[Job item]:
Count the lines in the listing below that contain the string "clicks", with case counting, and give only that number.

[Records to use]:
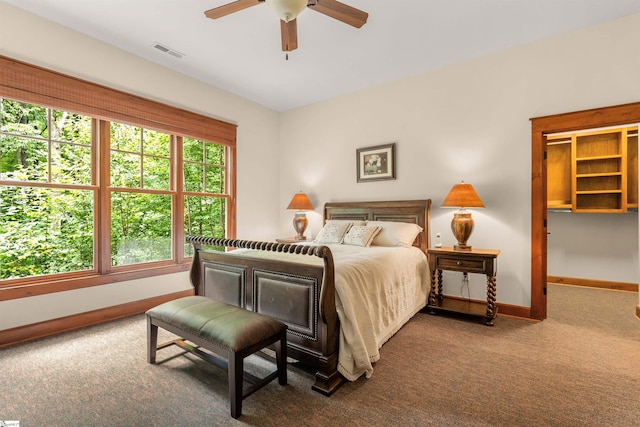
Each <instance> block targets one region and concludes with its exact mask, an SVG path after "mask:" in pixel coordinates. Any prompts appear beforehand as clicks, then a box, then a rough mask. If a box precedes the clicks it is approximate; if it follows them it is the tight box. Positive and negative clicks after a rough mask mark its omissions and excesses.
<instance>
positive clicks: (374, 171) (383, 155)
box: [356, 142, 396, 182]
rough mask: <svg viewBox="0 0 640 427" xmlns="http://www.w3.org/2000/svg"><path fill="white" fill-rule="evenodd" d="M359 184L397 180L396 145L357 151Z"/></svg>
mask: <svg viewBox="0 0 640 427" xmlns="http://www.w3.org/2000/svg"><path fill="white" fill-rule="evenodd" d="M356 169H357V181H358V182H370V181H385V180H389V179H396V143H395V142H393V143H391V144H383V145H376V146H373V147H364V148H358V149H357V150H356Z"/></svg>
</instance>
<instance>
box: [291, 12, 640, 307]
mask: <svg viewBox="0 0 640 427" xmlns="http://www.w3.org/2000/svg"><path fill="white" fill-rule="evenodd" d="M638 40H640V15H636V16H632V17H628V18H625V19H622V20H619V21H615V22H610V23H607V24H604V25H600V26H596V27H592V28H589V29H586V30H583V31H577V32H573V33H570V34H565V35H562V36H559V37H555V38H553V39H549V40H544V41H540V42H537V43H533V44H530V45H527V46H524V47H519V48H514V49H511V50H507V51H504V52H500V53H497V54H493V55H489V56H484V57H482V58H478V59H475V60H472V61H468V62H464V63H461V64H458V65H453V66H449V67H446V68H443V69H440V70H436V71H433V72H429V73H425V74H422V75H418V76H415V77H413V78H408V79H404V80H401V81H398V82H394V83H389V84H386V85H383V86H380V87H376V88H373V89H369V90H365V91H361V92H358V93H354V94H351V95H348V96H342V97H339V98H335V99H332V100H329V101H326V102H323V103H319V104H316V105H312V106H308V107H306V108H300V109H297V110H294V111H290V112H286V113H284V114H283V115H282V119H281V121H282V125H281V132H282V140H281V145H280V153H281V161H282V163H283V164H287V165H294V166H292V167H288V168H286V169H284V170H283V172H282V174H281V176H280V188H281V192H280V194H281V200H280V205H281V206H284V205H285V203H286V201H287V200H286V199H287V198H288V197H290V196H289V195H290V194H291V193H293V192H294V191H295V190H297V189H298V187H299V186H301V187H303V188H304V189H305V190H306V191H308V192H309V193H310V194H311V195H312V197H313V198H314V199H315V200H314V201H315V202H316V203H318V205H320V203H319V202H324V201H327V200H348V199H354V198H356V199H362V200H365V199H379V200H383V199H405V198H424V197H429V198H431V199H432V200H433V209H432V222H431V231H432V233H436V232H441V233H442V235H443V238H444V244H445V245H451V244H453V243H454V240H453V236H452V234H451V232H450V230H449V222H450V219H451V216H452V211H451V210H447V209H442V208H440V207H439V206H440V204H441V203H442V200H443V198H444V197H445V195H446V194H447V192H448V191H449V189H450V188H451V186H452V185H453V184H454V183H456V182H459V181H461V180H464V181H465V182H468V183H471V184H473V185H474V186H475V188H476V190H477V191H478V193H479V195H480V197H481V198H482V200H483V201H484V203H485V206H486V209H484V210H476V211H474V213H473V216H474V218H475V223H476V229H475V231H474V233H473V235H472V236H471V239H470V242H469V243H470V244H472V245H473V246H475V247H478V248H496V249H500V250H501V251H502V252H501V254H500V256H499V261H498V290H497V298H498V301H499V302H503V303H508V304H514V305H521V306H529V305H530V287H531V284H530V247H531V243H530V242H531V238H530V234H531V231H530V229H531V224H530V221H531V200H530V199H531V130H530V122H529V119H530V118H532V117H538V116H544V115H550V114H556V113H563V112H569V111H576V110H583V109H589V108H596V107H603V106H609V105H616V104H623V103H629V102H637V101H639V100H640V78H638V70H640V55H638ZM416 54H420V53H418V52H416ZM394 141H395V142H397V143H398V147H397V148H398V153H397V166H398V172H397V179H396V180H395V181H386V182H375V183H363V184H358V183H356V179H355V173H356V172H355V150H356V149H357V148H359V147H366V146H371V145H377V144H383V143H387V142H394ZM316 212H317V213H316V214H315V218H314V219H315V221H312V224H311V228H312V232H317V231H318V229H319V227H320V221H319V215H320V213H321V206H319V207H318V208H317V209H316ZM289 218H290V214H288V213H287V212H286V211H282V219H281V223H282V225H281V226H282V228H283V229H284V230H286V229H287V225H288V221H289ZM629 234H630V235H631V234H633V235H634V236H637V233H636V232H630V233H629ZM601 243H602V242H601V241H600V240H599V239H597V238H596V237H595V236H593V237H592V238H589V237H588V236H587V237H585V239H584V244H585V245H593V246H596V245H600V244H601ZM637 246H638V241H637V238H636V237H630V239H629V240H628V241H627V242H626V243H624V247H622V248H621V250H620V252H621V253H624V254H626V255H625V256H627V257H629V256H630V257H634V258H632V259H630V264H631V268H630V269H629V270H628V273H629V275H630V276H631V277H632V278H633V277H635V279H634V280H631V279H630V280H629V281H635V282H637V275H638V273H637V263H638V260H637V257H638V253H637V251H638V250H637ZM618 249H619V248H616V250H618ZM615 256H617V254H616V253H615V252H614V251H610V252H609V253H608V254H600V255H599V256H598V262H599V266H600V268H602V266H603V265H607V263H608V262H609V261H610V260H609V259H608V258H607V257H615ZM627 259H629V258H627ZM617 265H619V264H617ZM621 268H625V266H622V267H621ZM594 270H595V268H594ZM460 279H461V278H460V275H459V274H457V273H450V274H449V273H447V274H446V275H445V280H446V282H447V283H446V285H445V290H446V292H447V293H450V294H454V295H461V294H462V295H465V296H466V295H467V292H466V290H461V280H460ZM471 288H472V289H471V297H472V298H483V297H484V292H485V288H484V285H483V278H482V277H478V276H477V275H474V277H473V278H472V286H471Z"/></svg>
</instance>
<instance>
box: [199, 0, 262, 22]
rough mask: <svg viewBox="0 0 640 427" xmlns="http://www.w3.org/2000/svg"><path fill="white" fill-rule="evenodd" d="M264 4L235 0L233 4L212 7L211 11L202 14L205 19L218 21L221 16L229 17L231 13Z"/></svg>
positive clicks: (227, 4) (256, 1)
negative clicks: (258, 4) (228, 15)
mask: <svg viewBox="0 0 640 427" xmlns="http://www.w3.org/2000/svg"><path fill="white" fill-rule="evenodd" d="M262 2H264V0H237V1H234V2H233V3H229V4H225V5H222V6H218V7H214V8H213V9H209V10H207V11H206V12H205V13H204V14H205V15H206V16H207V18H211V19H218V18H222V17H223V16H227V15H230V14H232V13H235V12H238V11H240V10H242V9H246V8H248V7H251V6H255V5H257V4H260V3H262Z"/></svg>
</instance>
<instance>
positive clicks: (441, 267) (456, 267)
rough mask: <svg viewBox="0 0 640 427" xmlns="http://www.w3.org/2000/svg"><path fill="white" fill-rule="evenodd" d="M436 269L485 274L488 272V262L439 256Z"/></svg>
mask: <svg viewBox="0 0 640 427" xmlns="http://www.w3.org/2000/svg"><path fill="white" fill-rule="evenodd" d="M436 268H437V269H442V270H452V271H456V270H459V271H467V272H469V273H484V272H485V271H487V266H486V260H484V259H460V258H447V257H446V256H438V257H437V258H436Z"/></svg>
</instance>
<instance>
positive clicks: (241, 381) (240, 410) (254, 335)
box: [147, 296, 287, 418]
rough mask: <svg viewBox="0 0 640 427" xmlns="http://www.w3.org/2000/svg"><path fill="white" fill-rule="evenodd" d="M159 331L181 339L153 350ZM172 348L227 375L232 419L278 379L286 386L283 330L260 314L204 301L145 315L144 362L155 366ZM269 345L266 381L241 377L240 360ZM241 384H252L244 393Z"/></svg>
mask: <svg viewBox="0 0 640 427" xmlns="http://www.w3.org/2000/svg"><path fill="white" fill-rule="evenodd" d="M158 327H161V328H163V329H165V330H167V331H169V332H172V333H173V334H175V335H178V336H179V337H180V338H178V339H175V340H173V341H169V342H166V343H164V344H161V345H157V343H158ZM187 340H188V341H190V342H191V343H193V344H196V345H197V346H193V345H190V344H189V343H188V342H186V341H187ZM170 345H177V346H179V347H181V348H183V349H185V350H187V351H189V352H191V353H194V354H195V355H197V356H199V357H201V358H202V359H204V360H206V361H208V362H211V363H213V364H214V365H216V366H218V367H221V368H223V369H226V370H227V372H228V376H229V400H230V401H231V416H232V417H233V418H238V417H239V416H240V415H241V414H242V400H243V399H245V398H247V397H248V396H249V395H251V394H252V393H253V392H255V391H256V390H258V389H259V388H261V387H263V386H264V385H266V384H267V383H269V382H271V381H272V380H274V379H275V378H276V377H277V378H278V382H279V383H280V384H281V385H285V384H287V325H285V324H284V323H282V322H280V321H278V320H276V319H272V318H270V317H267V316H264V315H262V314H259V313H255V312H253V311H249V310H245V309H243V308H239V307H235V306H232V305H229V304H225V303H222V302H219V301H215V300H212V299H210V298H206V297H203V296H189V297H184V298H178V299H176V300H173V301H169V302H166V303H164V304H160V305H159V306H157V307H154V308H152V309H150V310H149V311H147V362H149V363H152V364H153V363H155V362H156V351H157V350H159V349H162V348H165V347H168V346H170ZM269 346H270V347H271V348H272V349H273V350H275V353H276V366H277V369H276V370H275V371H274V372H272V373H270V374H269V375H267V376H266V377H264V378H257V377H255V376H253V375H251V374H249V373H248V372H244V359H245V358H246V357H247V356H250V355H252V354H254V353H255V352H257V351H259V350H261V349H263V348H265V347H269ZM202 349H206V350H209V351H208V352H205V351H203V350H202ZM221 357H222V358H226V360H223V359H222V358H221ZM243 381H247V382H248V383H250V384H251V387H248V388H247V390H246V392H245V391H244V390H243Z"/></svg>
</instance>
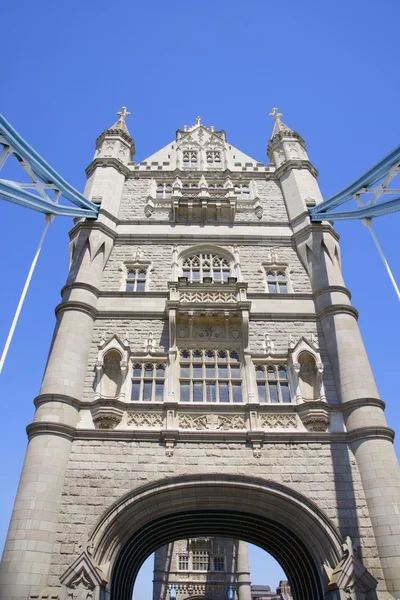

[Worked solution]:
6